* **Your instructions**
Word for word, restate the entries below, but exclude the images.

* **Provided records**
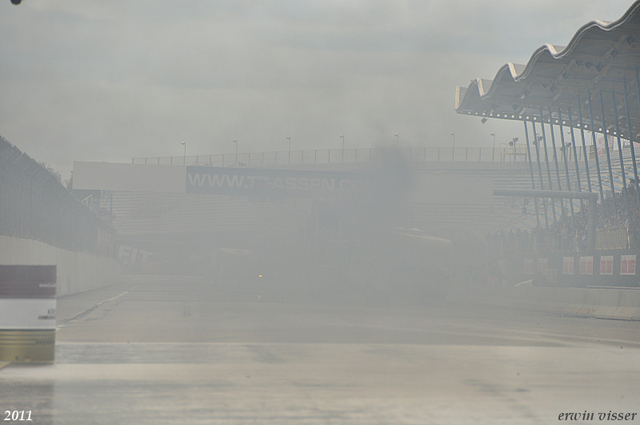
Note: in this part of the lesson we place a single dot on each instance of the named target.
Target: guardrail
(362, 155)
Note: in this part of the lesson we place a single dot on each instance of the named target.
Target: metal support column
(606, 142)
(633, 150)
(533, 180)
(566, 151)
(595, 147)
(624, 178)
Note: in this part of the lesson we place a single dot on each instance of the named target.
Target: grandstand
(580, 102)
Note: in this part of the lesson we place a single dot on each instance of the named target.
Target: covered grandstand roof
(602, 59)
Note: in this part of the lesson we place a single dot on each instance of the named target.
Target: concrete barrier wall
(77, 272)
(610, 303)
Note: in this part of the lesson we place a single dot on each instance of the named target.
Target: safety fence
(517, 153)
(35, 205)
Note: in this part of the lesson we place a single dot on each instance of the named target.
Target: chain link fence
(35, 205)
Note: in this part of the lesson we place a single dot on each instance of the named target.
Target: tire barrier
(27, 313)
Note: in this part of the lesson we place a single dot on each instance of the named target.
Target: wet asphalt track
(173, 350)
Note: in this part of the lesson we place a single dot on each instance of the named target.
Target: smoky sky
(108, 81)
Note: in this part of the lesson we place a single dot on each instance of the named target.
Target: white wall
(77, 272)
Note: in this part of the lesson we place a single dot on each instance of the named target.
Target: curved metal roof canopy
(600, 62)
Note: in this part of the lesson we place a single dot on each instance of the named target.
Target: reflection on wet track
(176, 352)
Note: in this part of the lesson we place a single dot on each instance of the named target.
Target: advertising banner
(257, 182)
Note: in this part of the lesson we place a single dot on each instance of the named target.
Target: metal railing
(35, 205)
(362, 155)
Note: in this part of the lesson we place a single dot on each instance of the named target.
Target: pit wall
(76, 272)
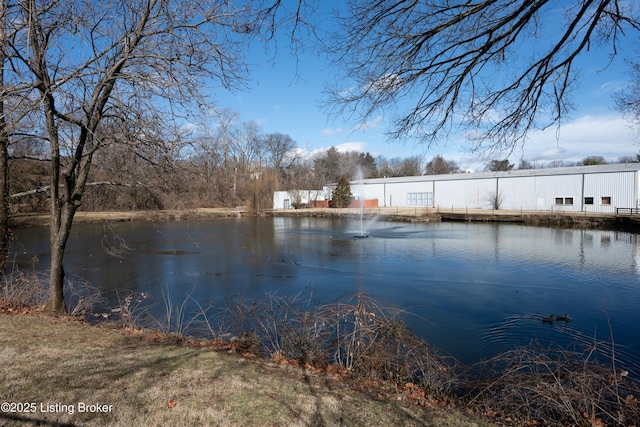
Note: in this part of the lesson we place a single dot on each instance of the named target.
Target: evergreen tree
(341, 196)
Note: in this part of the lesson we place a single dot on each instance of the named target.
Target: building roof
(574, 170)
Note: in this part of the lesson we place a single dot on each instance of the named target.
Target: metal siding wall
(540, 192)
(525, 192)
(466, 193)
(617, 185)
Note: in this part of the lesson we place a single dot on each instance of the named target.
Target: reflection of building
(600, 188)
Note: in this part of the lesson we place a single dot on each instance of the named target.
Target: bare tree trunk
(4, 148)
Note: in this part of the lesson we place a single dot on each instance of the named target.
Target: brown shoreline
(580, 220)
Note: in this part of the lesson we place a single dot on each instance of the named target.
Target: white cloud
(608, 136)
(372, 124)
(351, 146)
(329, 131)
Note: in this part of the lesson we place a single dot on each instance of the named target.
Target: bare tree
(440, 166)
(477, 66)
(137, 66)
(280, 150)
(4, 143)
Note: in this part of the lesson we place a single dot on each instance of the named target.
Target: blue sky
(284, 95)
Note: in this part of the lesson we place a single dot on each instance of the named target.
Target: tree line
(103, 93)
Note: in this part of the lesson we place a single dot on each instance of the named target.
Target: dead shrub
(368, 340)
(23, 289)
(558, 387)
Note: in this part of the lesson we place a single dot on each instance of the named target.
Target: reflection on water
(473, 289)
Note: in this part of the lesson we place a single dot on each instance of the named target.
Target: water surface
(474, 290)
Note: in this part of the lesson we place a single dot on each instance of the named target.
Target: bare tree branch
(494, 68)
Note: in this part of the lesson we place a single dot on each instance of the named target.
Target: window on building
(419, 199)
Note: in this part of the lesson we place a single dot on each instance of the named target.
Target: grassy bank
(131, 378)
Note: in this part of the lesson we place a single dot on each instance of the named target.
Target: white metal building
(601, 188)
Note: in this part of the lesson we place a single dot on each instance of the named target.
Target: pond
(473, 290)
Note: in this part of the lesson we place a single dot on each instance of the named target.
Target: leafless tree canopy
(496, 68)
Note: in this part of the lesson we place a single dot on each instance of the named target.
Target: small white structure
(600, 188)
(287, 199)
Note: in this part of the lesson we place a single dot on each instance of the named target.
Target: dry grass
(55, 361)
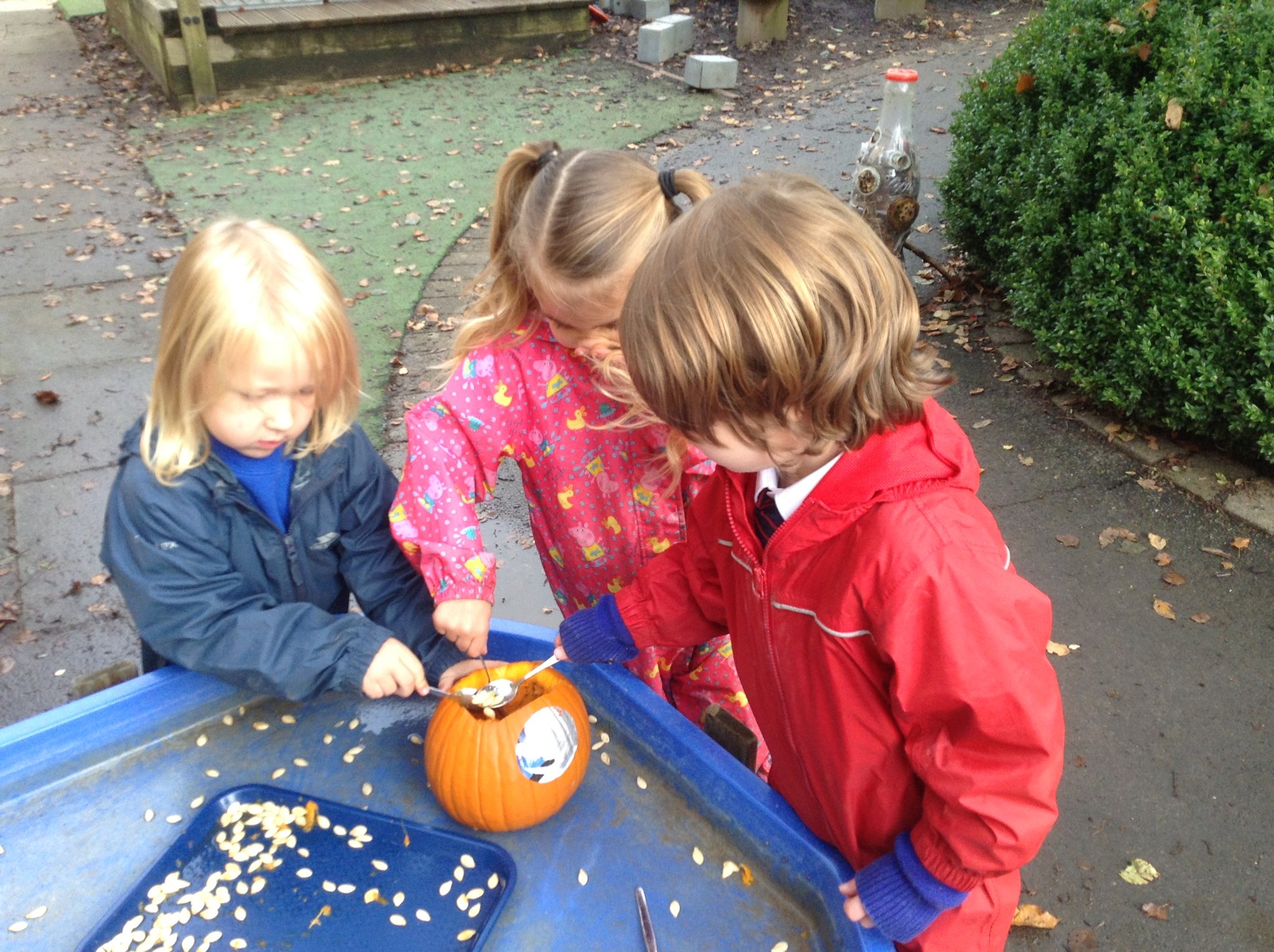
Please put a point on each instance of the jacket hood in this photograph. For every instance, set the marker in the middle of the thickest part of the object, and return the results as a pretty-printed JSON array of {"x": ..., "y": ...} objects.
[{"x": 914, "y": 459}]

* **Expected answer**
Note: in this part of the lesson we place a single dot on each instance of the named target.
Target: guardrail
(362, 155)
Note: in this part of the lesson we place a single dot on each instance of the named target.
Target: metal support column
(606, 142)
(633, 150)
(533, 180)
(566, 151)
(595, 147)
(624, 178)
Note: in this part of the lesson we place a single dot on each instance of the named target.
Target: grandstand
(580, 102)
Note: in this part of the lesson we place a single dot on each instance of the named target.
Target: covered grandstand roof
(602, 59)
Note: in this part of the lesson we place a single dot on each instance of the named target.
Target: concrete barrier wall
(77, 272)
(610, 303)
Note: in this part of the lesson we place a single dot on each instance of the named target.
Target: safety fence
(517, 153)
(35, 205)
Note: in this part of the lesson we place a single dot on each instance of the named target.
Target: chain link fence
(35, 205)
Note: in this part of the lesson we place a single dot on each instance of the named target.
Target: tire barrier
(27, 313)
Note: in this part of the lesson we place a single dot on each instance of the named target.
Target: wet asphalt track
(173, 350)
Note: in this part of the lesson we place a single dot on each instance of the named target.
Target: smoky sky
(108, 81)
Note: in this part of the lesson we place a single dot on each instance of the named target.
Target: white wall
(77, 272)
Note: in this part of the lesson we place a single dot on each instance of the named target.
Target: curved metal roof canopy
(600, 62)
Note: in this part of the lesson we place a single dot on each instance of the named target.
Target: reflection on wet track
(176, 352)
Note: in this part of the lesson we place a single dot on each instance of the named target.
Target: advertising banner
(257, 182)
Note: in this part of the lesson we place a single dot on each instance of the named target.
Target: metal railing
(35, 205)
(362, 155)
Note: in this part of the lesson we place a single dot on each instance of the named target.
Target: pit wall
(76, 272)
Note: in this part of the lesson we place a single dot on each instance of the named target.
Target: evergreen tree
(341, 196)
Note: in this part of the lesson we place a single dot on each instance of the named target.
Target: building roof
(574, 170)
Note: in this part of the lesson we place a single dot on each instance of the named target.
Target: metal siding wall
(540, 192)
(525, 192)
(466, 193)
(617, 185)
Note: in this part of the lesson we place a single dot on each instance of the named target.
Target: reflection of building
(600, 188)
Note: in this part of the lesson we place a single dot on each instance of the named target.
Target: bare tree trunk
(4, 148)
Note: in this part of the lesson we place a single dot on each instance of the named target.
Target: brown shoreline
(580, 220)
Note: in this part of the lesson we place a single dot on each instance of the named target.
Target: white cloud
(608, 136)
(372, 124)
(351, 146)
(329, 131)
Note: in this part of the lesson we place a single dot on each instance of the named target.
Target: bare tree
(440, 166)
(477, 66)
(137, 66)
(280, 150)
(4, 143)
Note: in this part of the lesson we place a single dot on each instance of the named target.
Target: blue sky
(284, 95)
Note: in this part of the lesson we place a single dot on each instance of the named target.
Target: tree line
(103, 93)
Note: in this part of the lesson we place a single dot on each instance of the named target.
Target: dead shrub
(368, 340)
(23, 289)
(558, 387)
Note: in this part of the lesson we place a single dot on each instance of the named target.
Target: reflection on water
(473, 289)
Note: in this part of the lesson we place a single dot on each instance of the named target.
Target: water surface
(474, 290)
Note: in this part of the lesson we place a single dot on each instance of the named target.
Target: bare tree branch
(494, 68)
Note: in this part of the lesson we place a single dot on each instance of the named target.
Target: window on building
(419, 199)
Note: in this part of the lesson we place a single dot on each instance of the named target.
Target: grassy bank
(131, 378)
Note: in this part of the lesson we place a single dot on each instance of the named target.
Target: white metal building
(601, 188)
Note: in this part of the lesson we place a single dot on each instance of the named target.
Target: pond
(473, 290)
Note: in this part of the lesson we place a single dot on each instance of the named target.
Target: leafless tree canopy
(496, 68)
Note: in this part of the lesson we place a single dot on each instance of the named target.
Target: small white structure
(600, 188)
(287, 199)
Note: in this part of the lesson we place a single dot on each instance of the named target.
Target: dry grass
(55, 361)
Please put a point on each instance of the jacket hood in this photograph. For every instance, set the marker in the middle of the thickest part of the object, and return the results as a pretty-printed JSON array of {"x": ..., "y": ...} objects.
[{"x": 914, "y": 459}]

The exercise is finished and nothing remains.